Coronavirus: Fears of beer shortage as carbon dioxide supplies fizzle out

There may be a shortage of beer in the US as CO2 supplies run low
Ethanol production - needed to provide CO2 - has fallen sharply due to the drop in petrol demand as a result of lockdown measures. 

There could be a shortage of beer and fizzy drinks in the US as supplies of carbon dioxide from ethanol plants run low. 
Brewers and soft drink manufacturers use CO2 for carbonation - making drinks fizzy. 
Ethanol producers capture CO2 as a byproduct and sell it to the food industry in large quantities.  
But ethanol production - which is blended into the nation's fuel supply - has fallen sharply due to the drop in petrol demand as a result of lockdown measures during the coronavirus pandemic.  
Petrol demand is down by more than 30% in the US, and the dwindling ethanol output is affecting the food industry as a result.  
Renewable Fuels Association chief executive Geoff Cooper said that 34 of the 45 US ethanol plants that sell CO2 have idled or cut production. 
And CO2 suppliers have increased prices by around 25% due to reduced supply, according to Brewers Association chief executive Bob Pease.  
The trade group represents small and independent US craft brewers, who get about 45% of their CO2 from ethanol producers. 
Mr Pease added: "The problem is accelerating. Every day we're hearing from more of our members about this." 
He expects brewers will start cutting production in two to three weeks. 

In a letter to Vice President Mike Pence on 7 April, the Compressed Gas Association (CGA) said production of CO2 had fallen by about 20%. 
It added that it could be down by 50% by mid-April without relief. 
Meat producers are also being affected as they use CO2 in processing, packaging, preservation and shipment.

(Rows drawn from a dataset)
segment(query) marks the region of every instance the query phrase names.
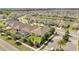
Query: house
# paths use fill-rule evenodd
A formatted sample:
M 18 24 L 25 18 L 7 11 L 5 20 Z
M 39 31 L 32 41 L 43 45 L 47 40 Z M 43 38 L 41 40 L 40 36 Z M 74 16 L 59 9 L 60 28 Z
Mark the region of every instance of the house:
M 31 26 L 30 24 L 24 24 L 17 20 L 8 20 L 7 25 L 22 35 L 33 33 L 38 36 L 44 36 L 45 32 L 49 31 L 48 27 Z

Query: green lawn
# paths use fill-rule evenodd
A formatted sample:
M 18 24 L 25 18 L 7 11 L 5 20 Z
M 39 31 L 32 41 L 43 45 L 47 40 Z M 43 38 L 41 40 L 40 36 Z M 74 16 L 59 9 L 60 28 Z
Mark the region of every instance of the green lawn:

---

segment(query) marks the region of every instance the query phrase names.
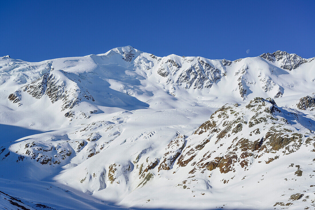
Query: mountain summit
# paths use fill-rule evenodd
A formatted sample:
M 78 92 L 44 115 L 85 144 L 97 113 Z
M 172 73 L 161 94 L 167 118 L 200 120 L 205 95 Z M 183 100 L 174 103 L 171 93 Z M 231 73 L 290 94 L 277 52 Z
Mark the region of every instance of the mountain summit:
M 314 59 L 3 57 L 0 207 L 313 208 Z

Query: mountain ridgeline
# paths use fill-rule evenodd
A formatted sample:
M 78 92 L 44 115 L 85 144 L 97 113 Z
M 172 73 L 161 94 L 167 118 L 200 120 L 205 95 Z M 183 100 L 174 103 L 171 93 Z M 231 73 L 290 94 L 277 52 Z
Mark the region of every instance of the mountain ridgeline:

- _WHAT YOU WILL DO_
[a] List each use of CO2 by meat producers that the article on the US beer shortage names.
[b] Extend the article on the US carbon dioxide shortage past its final sentence.

- _RESPONSES_
[a] Processing, packaging, preservation, and shipment.

[b]
For some Americans, the COVID-19 lockdown has already had an impact on beer supplies. 
Olive Veronesi, a 93-year-old from Pennsylvania, recently went viral after a photo of her holding a sign that said "I NEED MORE BEER!!" was posted on Facebook. 

The company that makes her favourite brand has now delivered 150 cans to her door. 
Orion Melehan, chief executive of beverage company Life-AID in California, said two of his production partners are looking for alternative CO2 sources. 

"It does have us up at night figuring out what our options are," Mr Melehan said. "It highlights the laws of unintended consequences." 
A spokeswoman for National Beverage Corp said the company sources from a number of national CO2 suppliers and does not anticipate a supply issue. 
The Coca-Cola Company, SodaStream owner PepsiCo Inc, wine and beer seller Constellation Brands Inc and several bottling companies have not publicly commented on whether they will be affected by the shortage. 
However, Denmark-based Carlsberg Group said that the company is "almost self-sufficient". 
"We, in line with our sustainability program, create our own CO2 and capture it during the brewing process," spokesman Kasper Elbjorn said.